*GIVEN ENTRIES*:
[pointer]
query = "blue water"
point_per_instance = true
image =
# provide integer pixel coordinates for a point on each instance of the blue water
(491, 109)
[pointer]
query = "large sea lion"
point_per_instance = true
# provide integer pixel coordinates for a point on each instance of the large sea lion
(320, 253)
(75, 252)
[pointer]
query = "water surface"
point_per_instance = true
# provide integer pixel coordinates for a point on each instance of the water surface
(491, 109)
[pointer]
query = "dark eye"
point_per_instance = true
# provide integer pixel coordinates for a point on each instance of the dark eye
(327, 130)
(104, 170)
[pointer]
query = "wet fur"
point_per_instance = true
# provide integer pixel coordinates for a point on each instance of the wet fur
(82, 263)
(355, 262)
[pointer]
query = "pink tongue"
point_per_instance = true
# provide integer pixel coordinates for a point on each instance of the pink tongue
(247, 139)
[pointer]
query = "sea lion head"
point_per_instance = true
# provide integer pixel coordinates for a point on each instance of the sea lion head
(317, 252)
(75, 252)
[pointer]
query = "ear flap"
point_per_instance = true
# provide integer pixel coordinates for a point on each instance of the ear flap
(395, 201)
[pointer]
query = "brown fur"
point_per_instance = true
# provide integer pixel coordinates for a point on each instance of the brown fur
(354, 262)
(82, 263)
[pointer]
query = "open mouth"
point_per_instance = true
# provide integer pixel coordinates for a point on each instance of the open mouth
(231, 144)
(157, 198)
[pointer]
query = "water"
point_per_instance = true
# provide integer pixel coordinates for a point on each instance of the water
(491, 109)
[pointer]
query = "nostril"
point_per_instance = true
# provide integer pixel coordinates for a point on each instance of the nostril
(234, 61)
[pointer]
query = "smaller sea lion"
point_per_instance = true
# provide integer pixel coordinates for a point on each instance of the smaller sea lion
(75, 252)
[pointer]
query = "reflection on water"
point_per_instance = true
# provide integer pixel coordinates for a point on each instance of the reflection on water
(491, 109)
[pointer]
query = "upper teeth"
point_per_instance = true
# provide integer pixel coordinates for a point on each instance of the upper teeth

*DIRECTIONS*: Collect every line from the items above that contains the string "flap". Case counts.

*RESULT BELOW*:
query = "ear flap"
# provide integer pixel coordinates for a point on each instance of the ear flap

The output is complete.